**TESTO ESTRATTO**

■ ■ ■ ■ ■ ■ ■

I dati ISTAT su povertà e consumi diffusi oggi rischiano di essere solo un antipasto dei prossimi mesi, se la guerra non si fermerà e continuerà la crisi dell’energia.
Partiamo dai consumi: dopo il recupero del 2021, a gennaio son tornati a calare dello 0,5%. Del resto, se si deve fronteggiare l’aumento di gas e luce, resta meno per altre spese. Almeno per i ceti più deboli che, come l’Istat ha spiegato negli ultimi rapporti, sono ovviamente quelli che subiscono di più le conseguenze dell’inflazione. E così, i dati sulla povertà, nonostante l’effetto positivo del reddito di cittadinanza, rilevano che ancora il 7,5% delle famiglie versano in povertà assoluta. 5 milioni e 600mila individui, il 9,8%, come lo scorso anno. Solo che, sottolinea Istat, la fiammata dei prezzi di fine hanno ha frenato il calo previsto.
Senza la crescita dei prezzi al consumo registrata nel 2021 – sottolinea l’Istituto – l’incidenza di povertà assoluta sarebbe stata al 7,0% a livello familiare e all’8,8% a livello individuale. E parliamo di un’inflazione all’1,9%, cresciuta oltre il triplo dei salari, ma che nel 2022 sta già sfiorando il 5%, con gli effetti immaginabili. Per chi lavora il danno rischia di essere doppio con pesanti ricadute sul sistema produttivo. In generale, sono le industrie cosiddette energivore che stanno andando più in crisi. Perché oltre alle bollette di casa, la dipendenza italiana dal fossile si ripercuote anche qui.
Il presidente di Assocarta, l’associazione delle industrie cartiere, ha annunciato il fermo di molte fabbriche: imballaggi, carte igieniche sanitarie, carte grafiche che non ci stanno più con i costi. Con conseguente cassa integrazione per i dipendenti.
I prezzi dell’energia esplosi non sono l’unico problema. L’altro è la carenza di materie prime che sta fermando il siderurgico. Nel nord, in particolare nel bresciano ma non solo, si fermano le prime industrie e fonderie. Anche qui, ammortizzatori sociali. Ghisa, ferro, preridotto, rottame, ma anche zinco, rame, nichel iniziano a scarseggiare e molti arrivano proprio dall’area russo-ucraina, 15 milioni di tonnellate di prodotti base all’Europa. E i costi sono alle stelle: il prezzo del laminato a caldo è passato da 180 a 1.150 euro a tonnellata, decuplicato.

■ ■ ■ ■ ■ ■ ■

**COMPITI DA SVOLGERE**
A: Nell'elenco, modifica e riscrivi tutte le righe dalla riga che contiene "Label every sky" fino a quella che contiene "xmin=155 ymin=26 xmax=264 ymax=138", entrambe incluse, sostituendo "worker" con "laborer" e lasciando invariato tutto il resto. Restituisci soltanto queste righe.
B: Scrivi il seguito dell'articolo su povertà, consumi e crisi dell'energia, riprendendo dal punto in cui il testo termina.

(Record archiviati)
■ ■ ■ ■ ■ ■ ■

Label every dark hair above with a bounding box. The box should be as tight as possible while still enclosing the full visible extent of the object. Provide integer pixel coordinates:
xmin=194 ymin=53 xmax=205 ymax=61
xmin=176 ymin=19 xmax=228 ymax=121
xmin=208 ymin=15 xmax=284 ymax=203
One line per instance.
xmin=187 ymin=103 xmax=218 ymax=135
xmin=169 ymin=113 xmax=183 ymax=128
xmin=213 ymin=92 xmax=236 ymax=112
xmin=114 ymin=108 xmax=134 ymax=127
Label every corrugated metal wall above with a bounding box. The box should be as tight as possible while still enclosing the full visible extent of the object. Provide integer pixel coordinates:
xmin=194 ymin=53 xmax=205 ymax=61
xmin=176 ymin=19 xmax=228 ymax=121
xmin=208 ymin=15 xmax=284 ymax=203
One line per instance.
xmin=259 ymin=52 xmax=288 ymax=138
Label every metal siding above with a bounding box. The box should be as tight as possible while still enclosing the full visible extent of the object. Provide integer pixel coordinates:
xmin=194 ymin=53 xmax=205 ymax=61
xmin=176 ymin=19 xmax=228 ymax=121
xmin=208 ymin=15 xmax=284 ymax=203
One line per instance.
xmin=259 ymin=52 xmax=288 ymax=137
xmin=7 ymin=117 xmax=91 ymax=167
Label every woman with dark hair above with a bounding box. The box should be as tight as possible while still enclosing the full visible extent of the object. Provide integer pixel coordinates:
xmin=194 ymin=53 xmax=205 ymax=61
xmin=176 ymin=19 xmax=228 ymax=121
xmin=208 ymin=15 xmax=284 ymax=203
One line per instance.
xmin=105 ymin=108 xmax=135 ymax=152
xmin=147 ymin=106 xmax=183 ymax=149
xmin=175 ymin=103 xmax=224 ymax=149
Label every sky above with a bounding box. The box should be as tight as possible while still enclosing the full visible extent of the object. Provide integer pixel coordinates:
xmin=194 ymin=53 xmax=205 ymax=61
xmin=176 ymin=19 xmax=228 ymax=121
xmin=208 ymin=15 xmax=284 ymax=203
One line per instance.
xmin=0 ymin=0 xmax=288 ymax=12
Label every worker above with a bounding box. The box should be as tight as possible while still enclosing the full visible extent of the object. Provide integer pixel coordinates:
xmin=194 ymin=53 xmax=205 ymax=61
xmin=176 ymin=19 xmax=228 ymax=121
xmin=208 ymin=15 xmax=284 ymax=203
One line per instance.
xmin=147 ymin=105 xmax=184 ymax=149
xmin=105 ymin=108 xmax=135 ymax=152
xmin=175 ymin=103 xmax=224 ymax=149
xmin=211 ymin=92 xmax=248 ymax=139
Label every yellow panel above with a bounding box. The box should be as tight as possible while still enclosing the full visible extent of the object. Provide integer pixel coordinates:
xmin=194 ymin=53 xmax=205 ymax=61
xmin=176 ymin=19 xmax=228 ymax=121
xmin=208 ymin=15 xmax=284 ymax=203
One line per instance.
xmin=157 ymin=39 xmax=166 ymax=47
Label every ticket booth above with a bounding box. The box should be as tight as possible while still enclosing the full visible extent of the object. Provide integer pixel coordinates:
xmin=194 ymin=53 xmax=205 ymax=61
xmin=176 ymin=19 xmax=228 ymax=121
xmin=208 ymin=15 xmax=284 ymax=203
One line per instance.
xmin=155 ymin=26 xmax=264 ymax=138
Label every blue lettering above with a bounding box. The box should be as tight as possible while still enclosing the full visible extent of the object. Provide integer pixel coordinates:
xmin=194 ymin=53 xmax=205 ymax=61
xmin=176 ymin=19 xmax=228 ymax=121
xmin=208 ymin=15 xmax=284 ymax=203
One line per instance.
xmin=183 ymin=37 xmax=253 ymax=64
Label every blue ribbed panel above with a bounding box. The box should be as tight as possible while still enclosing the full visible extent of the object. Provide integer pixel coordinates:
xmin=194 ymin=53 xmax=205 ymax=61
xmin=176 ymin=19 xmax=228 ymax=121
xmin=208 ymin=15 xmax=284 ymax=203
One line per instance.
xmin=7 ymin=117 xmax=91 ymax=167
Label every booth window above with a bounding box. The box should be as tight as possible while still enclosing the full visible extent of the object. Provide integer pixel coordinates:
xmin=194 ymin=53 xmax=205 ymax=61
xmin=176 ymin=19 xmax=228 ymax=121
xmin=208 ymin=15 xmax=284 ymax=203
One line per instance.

■ ■ ■ ■ ■ ■ ■

**RISULTATI IN ORDINE**
A:
Label every sky above with a bounding box. The box should be as tight as possible while still enclosing the full visible extent of the object. Provide integer pixel coordinates:
xmin=194 ymin=53 xmax=205 ymax=61
xmin=176 ymin=19 xmax=228 ymax=121
xmin=208 ymin=15 xmax=284 ymax=203
One line per instance.
xmin=0 ymin=0 xmax=288 ymax=12
Label every laborer above with a bounding box. The box should be as tight as possible while still enclosing the full visible extent of the object. Provide integer pixel coordinates:
xmin=194 ymin=53 xmax=205 ymax=61
xmin=176 ymin=19 xmax=228 ymax=121
xmin=208 ymin=15 xmax=284 ymax=203
One line per instance.
xmin=147 ymin=105 xmax=184 ymax=149
xmin=105 ymin=108 xmax=135 ymax=152
xmin=175 ymin=103 xmax=224 ymax=149
xmin=211 ymin=92 xmax=248 ymax=139
Label every yellow panel above with a bounding box. The box should be as tight as possible while still enclosing the full visible extent of the object. Provide integer pixel coordinates:
xmin=194 ymin=53 xmax=205 ymax=61
xmin=176 ymin=19 xmax=228 ymax=121
xmin=208 ymin=15 xmax=284 ymax=203
One line per instance.
xmin=157 ymin=39 xmax=166 ymax=47
Label every ticket booth above with a bounding box. The box should be as tight as possible while still enclosing the full visible extent of the object. Provide integer pixel coordinates:
xmin=194 ymin=53 xmax=205 ymax=61
xmin=176 ymin=19 xmax=228 ymax=121
xmin=208 ymin=15 xmax=284 ymax=203
One line per instance.
xmin=155 ymin=26 xmax=264 ymax=138

B:
I laminatoi parlano di scorte per circa un mese. “Impossibile avere dati esatti ma le comunicazioni di stop son continue, e siamo solo all’inizio”, non è ottimista il responsabile siderurgia Fiom Gianni Venturi. Infine, dopo i camion, è la pesca a patire l’aumento del gasolio. I pescherecci sono tenuti fermi nei porti. Confindustria intanto ha convocato una riunione di emergenza del proprio direttivo. Pur con ricette diverse, imprese e sindacati in questo caso sono uniti nel denunciare l’immobilismo del governo.
Infine c’è il problema dei cereali: una delle conseguenze che sta portando la guerra è l’aumento dei prezzi delle materie prime alimentari. L’Ucraina ha sospeso le esportazioni di alcuni prodotti per il crescente rischio di carenza di cibo. Le esportazioni di grano e mais saranno consentite solo con il permesso del ministero dell’Economia. Questi cereali sono anche quelli che stanno facendo segnare, giorno dopo giorno, nuovi record dell’aumento dei prezzi, con ricadute su tutto il mondo.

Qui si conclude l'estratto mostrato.